Rewrite the stretch of data below as a numbered list, omitting blank lines. The stretch opens with the line containing "As a warehouse robot's perception module, locate black coat" and closes with the line containing "793, 601, 1152, 896", both lines included.
§
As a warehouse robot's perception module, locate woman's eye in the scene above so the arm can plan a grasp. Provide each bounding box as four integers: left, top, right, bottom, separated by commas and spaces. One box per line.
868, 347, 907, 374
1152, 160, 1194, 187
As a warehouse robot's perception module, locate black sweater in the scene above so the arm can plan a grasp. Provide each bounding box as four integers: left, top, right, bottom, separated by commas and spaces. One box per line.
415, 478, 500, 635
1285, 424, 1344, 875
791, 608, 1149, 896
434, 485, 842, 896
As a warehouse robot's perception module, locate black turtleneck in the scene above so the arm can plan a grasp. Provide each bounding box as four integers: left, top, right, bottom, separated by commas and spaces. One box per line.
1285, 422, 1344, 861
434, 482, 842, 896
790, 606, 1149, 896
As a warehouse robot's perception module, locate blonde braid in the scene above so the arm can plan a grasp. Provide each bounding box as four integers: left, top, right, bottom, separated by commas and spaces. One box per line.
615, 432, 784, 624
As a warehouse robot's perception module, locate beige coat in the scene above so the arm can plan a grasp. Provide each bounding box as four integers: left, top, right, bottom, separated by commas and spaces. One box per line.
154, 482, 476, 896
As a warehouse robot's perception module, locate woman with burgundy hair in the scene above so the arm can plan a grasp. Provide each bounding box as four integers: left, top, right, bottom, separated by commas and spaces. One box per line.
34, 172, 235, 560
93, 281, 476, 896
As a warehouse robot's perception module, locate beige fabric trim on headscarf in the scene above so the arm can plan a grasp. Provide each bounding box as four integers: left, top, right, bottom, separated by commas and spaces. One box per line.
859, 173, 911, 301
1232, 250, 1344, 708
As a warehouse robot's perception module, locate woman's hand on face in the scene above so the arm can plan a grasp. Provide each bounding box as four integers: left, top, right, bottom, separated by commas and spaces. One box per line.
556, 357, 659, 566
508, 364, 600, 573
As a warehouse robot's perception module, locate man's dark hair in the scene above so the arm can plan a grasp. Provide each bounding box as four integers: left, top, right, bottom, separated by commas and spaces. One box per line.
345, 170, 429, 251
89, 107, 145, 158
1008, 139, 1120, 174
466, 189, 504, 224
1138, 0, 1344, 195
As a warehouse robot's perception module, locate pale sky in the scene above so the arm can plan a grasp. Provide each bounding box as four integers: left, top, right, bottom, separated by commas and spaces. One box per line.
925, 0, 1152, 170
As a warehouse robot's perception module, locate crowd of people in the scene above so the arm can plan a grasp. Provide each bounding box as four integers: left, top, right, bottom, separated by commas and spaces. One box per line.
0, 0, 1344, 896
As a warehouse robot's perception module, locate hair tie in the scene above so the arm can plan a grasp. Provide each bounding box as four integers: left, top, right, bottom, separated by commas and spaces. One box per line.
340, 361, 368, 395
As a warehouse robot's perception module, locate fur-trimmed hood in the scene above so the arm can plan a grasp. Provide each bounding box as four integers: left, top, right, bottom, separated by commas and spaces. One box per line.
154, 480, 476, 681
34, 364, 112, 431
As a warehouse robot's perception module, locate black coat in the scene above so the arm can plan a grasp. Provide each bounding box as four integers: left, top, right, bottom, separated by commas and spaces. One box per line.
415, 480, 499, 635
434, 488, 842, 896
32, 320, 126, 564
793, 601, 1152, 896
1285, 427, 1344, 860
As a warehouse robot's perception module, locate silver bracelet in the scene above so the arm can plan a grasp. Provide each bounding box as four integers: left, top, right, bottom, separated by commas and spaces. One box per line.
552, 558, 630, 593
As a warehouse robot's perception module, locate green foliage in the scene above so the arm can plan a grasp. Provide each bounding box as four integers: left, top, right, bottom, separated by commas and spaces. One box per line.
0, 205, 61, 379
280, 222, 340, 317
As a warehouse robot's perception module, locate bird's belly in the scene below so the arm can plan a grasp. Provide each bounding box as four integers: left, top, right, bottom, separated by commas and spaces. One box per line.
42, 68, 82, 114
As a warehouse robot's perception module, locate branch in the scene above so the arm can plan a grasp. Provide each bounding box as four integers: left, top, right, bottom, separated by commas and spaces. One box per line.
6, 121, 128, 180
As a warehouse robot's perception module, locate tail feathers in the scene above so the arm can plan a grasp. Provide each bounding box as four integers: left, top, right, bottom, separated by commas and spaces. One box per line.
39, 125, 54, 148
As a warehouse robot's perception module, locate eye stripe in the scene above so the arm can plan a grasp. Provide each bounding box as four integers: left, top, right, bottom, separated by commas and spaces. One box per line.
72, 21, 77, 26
§
▶ [Reply]:
1. As a warehouse robot's perception module, locate black coat in the scene above so the arm can plan a grasp. Provide each bounding box as four integers: left, top, right, bottom, separated by commas and spaces. One box per line.
2. 415, 480, 499, 635
3. 434, 488, 842, 896
4. 32, 320, 126, 564
5. 793, 601, 1152, 896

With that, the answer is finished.